** SHORT PROBLEM **
Reproduce all of the rows below word for word, omitting the pictures.

===== PROVIDED ENTRIES =====

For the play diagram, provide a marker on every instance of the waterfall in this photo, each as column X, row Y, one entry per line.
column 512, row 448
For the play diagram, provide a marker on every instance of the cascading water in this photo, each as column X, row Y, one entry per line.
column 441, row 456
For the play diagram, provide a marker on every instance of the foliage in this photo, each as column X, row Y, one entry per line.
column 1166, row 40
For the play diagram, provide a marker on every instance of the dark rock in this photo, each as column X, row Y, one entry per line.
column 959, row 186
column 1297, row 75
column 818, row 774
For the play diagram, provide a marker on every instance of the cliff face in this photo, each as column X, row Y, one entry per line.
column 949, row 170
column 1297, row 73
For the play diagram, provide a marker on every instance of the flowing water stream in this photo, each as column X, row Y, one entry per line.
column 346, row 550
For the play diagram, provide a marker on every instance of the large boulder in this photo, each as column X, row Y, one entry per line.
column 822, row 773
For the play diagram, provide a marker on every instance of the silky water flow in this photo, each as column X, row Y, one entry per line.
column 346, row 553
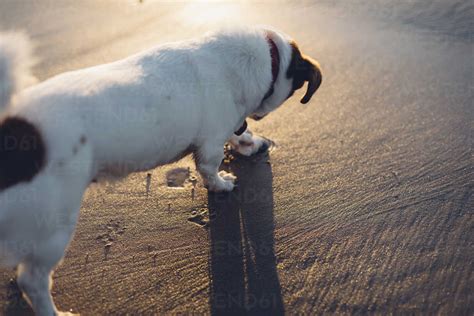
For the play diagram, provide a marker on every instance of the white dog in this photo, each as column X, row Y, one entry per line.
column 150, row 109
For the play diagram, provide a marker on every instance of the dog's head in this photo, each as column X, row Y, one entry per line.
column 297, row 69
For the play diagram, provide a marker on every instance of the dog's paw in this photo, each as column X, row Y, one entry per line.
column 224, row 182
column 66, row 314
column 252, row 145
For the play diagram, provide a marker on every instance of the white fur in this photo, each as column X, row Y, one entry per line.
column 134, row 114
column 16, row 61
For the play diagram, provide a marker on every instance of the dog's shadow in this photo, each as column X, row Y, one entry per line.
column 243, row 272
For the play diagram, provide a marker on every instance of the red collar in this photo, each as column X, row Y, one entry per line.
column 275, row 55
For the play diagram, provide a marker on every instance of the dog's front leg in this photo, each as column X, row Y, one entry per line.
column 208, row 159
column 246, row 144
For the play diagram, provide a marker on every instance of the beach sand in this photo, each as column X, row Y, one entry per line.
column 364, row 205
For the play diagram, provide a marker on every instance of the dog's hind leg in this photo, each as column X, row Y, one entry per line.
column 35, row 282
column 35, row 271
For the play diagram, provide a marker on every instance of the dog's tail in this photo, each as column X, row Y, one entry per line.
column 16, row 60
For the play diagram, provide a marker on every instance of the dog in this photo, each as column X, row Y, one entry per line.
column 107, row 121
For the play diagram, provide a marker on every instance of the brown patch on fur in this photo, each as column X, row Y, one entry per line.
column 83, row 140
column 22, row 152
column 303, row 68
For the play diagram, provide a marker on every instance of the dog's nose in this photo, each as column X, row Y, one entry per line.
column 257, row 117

=====

** THE REPLY **
For the play diagram, provide a marker on every instance of the waterfall in this photo, each as column X, row Y, one entry per line.
column 512, row 448
For the play diagram, provide a marker on every instance of the cascading water in this photo, each as column X, row Y, one entry per line.
column 441, row 456
For the play diagram, provide a marker on every instance of the foliage in this photo, each as column X, row Y, one entry per line.
column 1166, row 40
For the play diagram, provide a marker on every instance of the dark rock in this photo, each as column X, row Y, one entry per line.
column 959, row 186
column 1297, row 75
column 818, row 774
For the play diagram, provide a marker on every instance of the cliff face in this photo, each as column X, row Y, one entry per line.
column 949, row 170
column 1297, row 73
For the play diagram, provide a marker on every instance of the flowing water stream in this photo, each as column X, row Y, one entry per line.
column 346, row 550
For the play diagram, provide a marker on every instance of the large boulder in this photo, each as column X, row Y, one entry per line.
column 822, row 773
For the play diagram, provide a marker on every instance of the silky water flow in this photo, each as column X, row Y, one entry per line.
column 346, row 553
For the play diagram, provide a marker on every instance of the white dog in this photo, each as column X, row Y, one entry per line.
column 150, row 109
For the play diagram, provide a marker on every instance of the dog's head in this photo, each as column X, row Y, one entry per line.
column 297, row 69
For the play diagram, provide a marker on every instance of the dog's paw in this photo, each as column X, row Y, one entry per line.
column 224, row 182
column 66, row 314
column 252, row 145
For the play diagram, provide a marker on every instance of the white fur in this photo, each as column X, row Y, one entry per line.
column 134, row 114
column 16, row 61
For the play diagram, provide a marker on every instance of the dog's shadow in this photo, each as column X, row Y, one entry per line.
column 243, row 272
For the play diagram, provide a marker on every instance of the red collar in this photo, each as column X, row Y, one entry per line.
column 275, row 55
For the play diagram, provide a marker on every instance of the dog's front leg in this photo, each as column X, row Y, one entry per line.
column 208, row 159
column 246, row 144
For the play diagram, provide a marker on every instance of the beach sand in this photo, each as column X, row Y, one entry per line.
column 364, row 205
For the play diagram, provide a marker on every instance of the dog's hind leg in this photo, each as column X, row Y, one entry per line.
column 35, row 282
column 35, row 271
For the play diagram, provide a marker on every instance of the dog's tail in this photo, each as column X, row Y, one entry per line.
column 16, row 60
For the play diagram, provide a marker on every instance of the dog in this photo, each as column X, row Y, one entry per line.
column 107, row 121
For the play diagram, provide a marker on every instance of the brown patch on fur in this photo, each as column X, row Y, one entry per line.
column 83, row 140
column 22, row 152
column 303, row 68
For the play diagram, provide a marker on every instance of the dog's nose in this photo, each as column X, row Y, one entry per line.
column 257, row 117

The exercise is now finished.